Jonathan H. Marks is Professor of Bioethics, Humanities, and Law at The Pennsylvania State University.

Dr. Marks leads a collaborative research project that is jointly funded by the Rock Ethics Institute and the Edmond J. Safra Center for Ethics (through its Lab on Institutional Corruption), exploring the ethical and policy implications of industry sponsorship of health-related food research, nutrition education, and practice.  Marks has co-organized—with Donald B. Thompson, emeritus professor of food science at Penn State—a workshop sponsored by the Rock Ethics Institute on “The Ethical Challenges and Policy Implications of Industry-Funded Health-Related Food Research,” a symposium entitled “Industry Sponsorship and Health-Related Food Research Institutional Integrity, Ethical Challenges, and Policy Implications,” and the Rock Ethics Institute’s Food Ethics Lecture Series. He took the lead role in developing Penn State’s new dual-title Ph.D. program in bioethics (the first of its kind in the country) that allows and requires students to combine bioethics with one of a number of other disciplines in their dissertation.

### [Dataset content]
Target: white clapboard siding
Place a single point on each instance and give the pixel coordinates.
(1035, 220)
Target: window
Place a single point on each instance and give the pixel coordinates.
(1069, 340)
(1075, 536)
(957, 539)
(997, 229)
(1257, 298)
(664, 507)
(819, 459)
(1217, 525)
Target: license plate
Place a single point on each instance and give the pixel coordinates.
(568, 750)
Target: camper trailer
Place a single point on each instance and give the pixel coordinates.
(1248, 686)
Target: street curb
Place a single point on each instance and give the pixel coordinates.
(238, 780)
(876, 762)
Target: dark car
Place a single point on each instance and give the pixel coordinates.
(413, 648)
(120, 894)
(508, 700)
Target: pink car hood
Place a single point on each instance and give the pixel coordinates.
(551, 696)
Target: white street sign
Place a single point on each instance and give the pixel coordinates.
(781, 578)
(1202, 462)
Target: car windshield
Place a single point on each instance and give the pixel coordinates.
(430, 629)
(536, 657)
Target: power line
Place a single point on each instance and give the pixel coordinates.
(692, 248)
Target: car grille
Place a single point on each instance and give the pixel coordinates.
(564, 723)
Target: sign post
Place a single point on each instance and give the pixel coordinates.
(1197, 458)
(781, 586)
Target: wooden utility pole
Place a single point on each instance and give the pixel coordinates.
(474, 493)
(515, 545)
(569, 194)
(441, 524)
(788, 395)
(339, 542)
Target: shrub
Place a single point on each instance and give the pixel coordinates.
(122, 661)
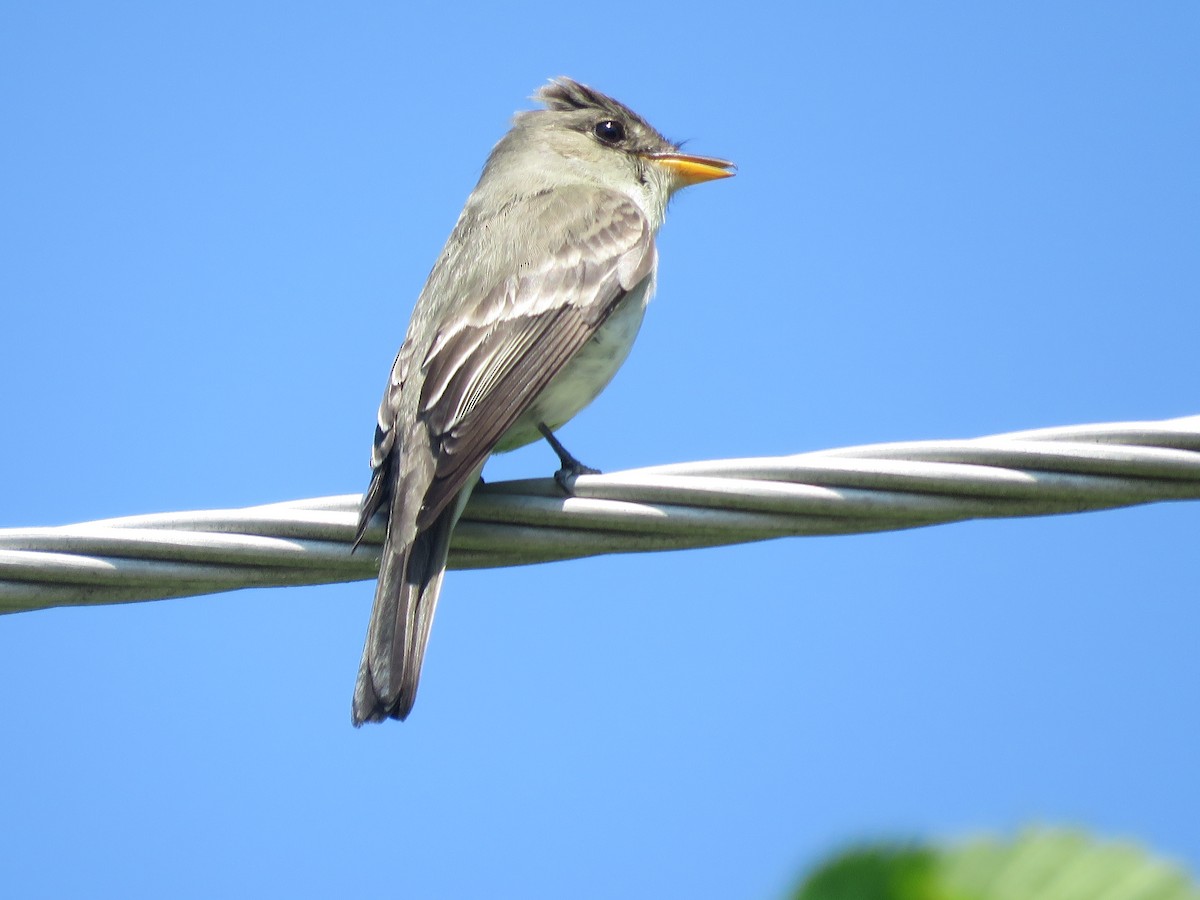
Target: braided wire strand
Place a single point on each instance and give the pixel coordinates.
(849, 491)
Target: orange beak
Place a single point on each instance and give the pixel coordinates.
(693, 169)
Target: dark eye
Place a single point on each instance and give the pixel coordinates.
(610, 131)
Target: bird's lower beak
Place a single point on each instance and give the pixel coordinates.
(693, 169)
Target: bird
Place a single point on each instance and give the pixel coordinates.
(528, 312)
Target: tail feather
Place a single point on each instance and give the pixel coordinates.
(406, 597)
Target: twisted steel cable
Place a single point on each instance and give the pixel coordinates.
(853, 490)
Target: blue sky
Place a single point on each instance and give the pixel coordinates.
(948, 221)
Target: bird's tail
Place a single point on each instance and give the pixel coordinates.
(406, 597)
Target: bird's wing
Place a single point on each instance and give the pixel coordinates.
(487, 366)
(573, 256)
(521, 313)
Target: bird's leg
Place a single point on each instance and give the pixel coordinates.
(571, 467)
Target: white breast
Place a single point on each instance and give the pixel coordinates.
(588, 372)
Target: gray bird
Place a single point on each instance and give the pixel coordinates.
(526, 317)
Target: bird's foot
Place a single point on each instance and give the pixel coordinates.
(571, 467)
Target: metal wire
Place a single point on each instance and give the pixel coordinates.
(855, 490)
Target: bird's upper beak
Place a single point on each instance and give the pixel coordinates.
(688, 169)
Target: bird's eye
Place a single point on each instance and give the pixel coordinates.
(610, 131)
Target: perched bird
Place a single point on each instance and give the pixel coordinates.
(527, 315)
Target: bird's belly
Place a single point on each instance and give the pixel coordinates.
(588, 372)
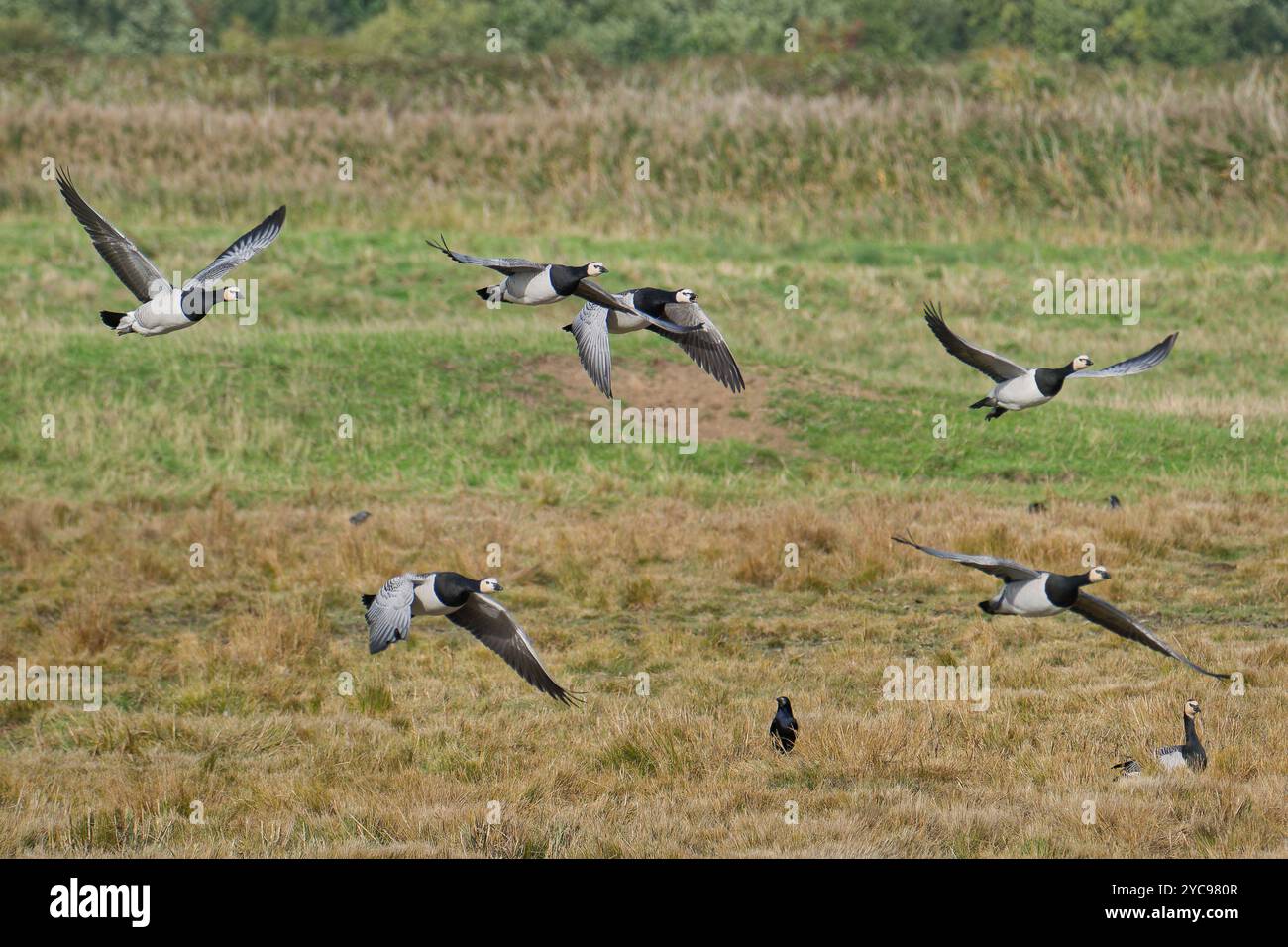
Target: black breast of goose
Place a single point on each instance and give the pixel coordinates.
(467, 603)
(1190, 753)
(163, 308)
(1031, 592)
---
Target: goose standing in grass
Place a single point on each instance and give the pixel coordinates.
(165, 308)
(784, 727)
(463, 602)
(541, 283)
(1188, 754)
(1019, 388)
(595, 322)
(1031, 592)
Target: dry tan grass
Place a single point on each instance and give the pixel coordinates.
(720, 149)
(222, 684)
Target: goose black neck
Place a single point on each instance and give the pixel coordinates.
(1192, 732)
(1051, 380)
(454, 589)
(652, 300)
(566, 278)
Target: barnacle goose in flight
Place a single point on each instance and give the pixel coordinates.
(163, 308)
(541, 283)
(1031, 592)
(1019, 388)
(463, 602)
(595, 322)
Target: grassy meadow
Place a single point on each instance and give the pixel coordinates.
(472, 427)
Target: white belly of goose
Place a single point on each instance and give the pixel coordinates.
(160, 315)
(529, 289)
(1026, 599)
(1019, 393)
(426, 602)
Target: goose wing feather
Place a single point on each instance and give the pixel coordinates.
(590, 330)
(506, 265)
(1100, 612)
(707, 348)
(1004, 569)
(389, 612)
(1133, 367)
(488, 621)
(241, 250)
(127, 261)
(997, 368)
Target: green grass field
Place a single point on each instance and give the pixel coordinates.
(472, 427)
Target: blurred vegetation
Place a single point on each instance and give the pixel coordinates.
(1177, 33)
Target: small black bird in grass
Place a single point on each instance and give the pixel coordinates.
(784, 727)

### [Assignment 1]
In the profile of Jonathan H. Marks, list every event or series that Marks co-organized with Donald B. Thompson.
### [Assignment 2]
Summarize the profile of Jonathan H. Marks in two sentences.
### [Assignment 3]
Extend the profile of Jonathan H. Marks, beginning right after its final sentence.
The material is separate from the profile of Jonathan H. Marks.

### [Output 1]
- A workshop on "The Ethical Challenges and Policy Implications of Industry-Funded Health-Related Food Research," sponsored by the Rock Ethics Institute
- A symposium entitled "Industry Sponsorship and Health-Related Food Research Institutional Integrity, Ethical Challenges, and Policy Implications"
- The Rock Ethics Institute's Food Ethics Lecture Series

### [Output 2]
Jonathan H. Marks, Professor of Bioethics, Humanities, and Law at The Pennsylvania State University, leads a jointly funded research project on the ethical and policy implications of industry sponsorship of health-related food research, nutrition education, and practice. He has co-organized a workshop, a symposium, and a lecture series on food ethics, and he led the development of Penn State's new dual-title Ph.D. program in bioethics.

### [Output 3]
Marks has published widely on the intersections of law, ethics, human rights, and policy, and his work has appeared in the New England Journal of Medicine, American Journal of Law and Medicine, American Journal of Bioethics, and the Hastings Center Report. He has also authored or co-authored op-eds for the New York Times, Los Angeles Times and The Times (London). In addition to his work on food ethics, he writes about, teaches courses, and has co-organized an international conference on neuroethics and neurolaw.  He has also written extensively about the role of health professionals in detention and interrogation in the “war on terror”—part of an ongoing larger project that explores the relationship between professional ethics and human rights.

Marks is also a barrister and academic member of Matrix Chambers, London.  While in full time legal practice, he was involved in a number of landmark cases including the Pinochet case and the Olivieri case—the latter arising from a dispute between a physician-researcher and the drug company sponsor of her clinical trials.

Dr. Marks was formerly the Associate Director of the Rock Ethics Institute, Director of the Bioethics Program, and the Edmond J. Safra Faculty Fellow in Ethics at Harvard University. Prior to joining Penn State, was a Greenwall Fellow in Bioethics at Georgetown and Johns Hopkins Universities.